**PROMPT**
Would you please transcribe exactly the lines from the one containing "of the knitted" through the end of the material below, and only those?

**EXTRACTED ENTRIES**

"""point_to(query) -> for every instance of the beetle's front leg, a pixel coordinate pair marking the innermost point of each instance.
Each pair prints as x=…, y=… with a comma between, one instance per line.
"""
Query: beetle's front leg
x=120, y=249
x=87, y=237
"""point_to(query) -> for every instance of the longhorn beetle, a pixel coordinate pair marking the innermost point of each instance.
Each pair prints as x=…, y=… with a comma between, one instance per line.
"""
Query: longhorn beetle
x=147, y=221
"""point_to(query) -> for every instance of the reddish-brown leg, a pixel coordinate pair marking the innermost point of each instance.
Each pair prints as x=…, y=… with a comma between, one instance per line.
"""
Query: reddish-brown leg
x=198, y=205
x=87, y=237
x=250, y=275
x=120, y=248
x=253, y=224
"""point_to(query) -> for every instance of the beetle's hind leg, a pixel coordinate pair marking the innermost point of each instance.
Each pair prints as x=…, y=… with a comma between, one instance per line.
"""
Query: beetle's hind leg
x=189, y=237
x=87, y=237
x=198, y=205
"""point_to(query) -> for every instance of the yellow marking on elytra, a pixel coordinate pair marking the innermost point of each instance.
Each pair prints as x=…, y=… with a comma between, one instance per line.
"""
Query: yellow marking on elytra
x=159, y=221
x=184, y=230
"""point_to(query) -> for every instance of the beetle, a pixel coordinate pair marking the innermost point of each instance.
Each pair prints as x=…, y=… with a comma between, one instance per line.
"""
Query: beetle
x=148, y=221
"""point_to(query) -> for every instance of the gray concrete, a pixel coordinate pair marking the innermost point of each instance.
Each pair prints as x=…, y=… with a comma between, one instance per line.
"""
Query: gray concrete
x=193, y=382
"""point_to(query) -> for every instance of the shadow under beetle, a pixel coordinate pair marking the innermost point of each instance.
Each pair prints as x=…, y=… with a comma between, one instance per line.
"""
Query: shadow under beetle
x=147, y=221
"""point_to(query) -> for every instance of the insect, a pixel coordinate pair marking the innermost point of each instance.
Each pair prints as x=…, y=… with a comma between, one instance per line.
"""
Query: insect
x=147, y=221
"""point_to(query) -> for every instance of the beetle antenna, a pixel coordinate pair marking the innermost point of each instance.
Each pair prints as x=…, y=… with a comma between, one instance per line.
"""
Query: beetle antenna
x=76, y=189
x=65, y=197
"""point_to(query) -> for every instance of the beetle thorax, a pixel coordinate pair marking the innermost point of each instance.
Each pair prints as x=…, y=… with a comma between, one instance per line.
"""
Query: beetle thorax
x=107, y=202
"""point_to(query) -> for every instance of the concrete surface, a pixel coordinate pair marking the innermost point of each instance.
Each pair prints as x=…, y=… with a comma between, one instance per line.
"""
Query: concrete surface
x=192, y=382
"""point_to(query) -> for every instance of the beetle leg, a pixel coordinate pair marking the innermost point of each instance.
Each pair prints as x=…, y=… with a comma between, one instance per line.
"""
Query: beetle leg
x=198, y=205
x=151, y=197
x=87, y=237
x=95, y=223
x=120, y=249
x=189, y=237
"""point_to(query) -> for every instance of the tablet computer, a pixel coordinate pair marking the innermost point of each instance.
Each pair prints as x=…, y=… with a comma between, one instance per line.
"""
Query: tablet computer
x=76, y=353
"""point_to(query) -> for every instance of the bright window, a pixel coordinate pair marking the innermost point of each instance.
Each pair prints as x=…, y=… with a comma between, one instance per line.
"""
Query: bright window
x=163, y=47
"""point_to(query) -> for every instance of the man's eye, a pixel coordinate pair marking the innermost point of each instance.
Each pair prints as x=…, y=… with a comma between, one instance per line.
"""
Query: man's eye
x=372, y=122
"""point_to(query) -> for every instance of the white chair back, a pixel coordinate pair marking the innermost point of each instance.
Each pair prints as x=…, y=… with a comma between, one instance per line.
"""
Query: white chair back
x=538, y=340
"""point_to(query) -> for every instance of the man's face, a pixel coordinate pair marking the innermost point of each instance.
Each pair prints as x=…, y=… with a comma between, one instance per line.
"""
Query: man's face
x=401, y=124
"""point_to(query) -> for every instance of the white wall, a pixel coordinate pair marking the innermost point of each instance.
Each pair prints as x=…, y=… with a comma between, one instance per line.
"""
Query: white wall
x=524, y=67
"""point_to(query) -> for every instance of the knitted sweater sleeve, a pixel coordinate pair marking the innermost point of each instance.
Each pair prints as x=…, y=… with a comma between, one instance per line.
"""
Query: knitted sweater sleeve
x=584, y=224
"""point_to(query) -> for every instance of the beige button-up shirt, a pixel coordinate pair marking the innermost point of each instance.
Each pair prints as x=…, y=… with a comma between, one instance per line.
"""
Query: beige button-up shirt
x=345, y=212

**SOLUTION FOR THIS EXERCISE**
"""point_to(query) -> for every instance of the knitted sweater sleeve, a pixel coordinate pair marking the innermost point of each instance.
Each pair prints as x=…, y=… with a comma between, one instance per line.
"""
Query: knitted sweater sleeve
x=584, y=224
"""point_to(query) -> for every instance of the beige button-up shirt, a pixel coordinate pair marking the innermost point of each instance.
Each pair prints as x=…, y=… with a comma between, one instance per line.
"""
Query: beige button-up shirt
x=345, y=212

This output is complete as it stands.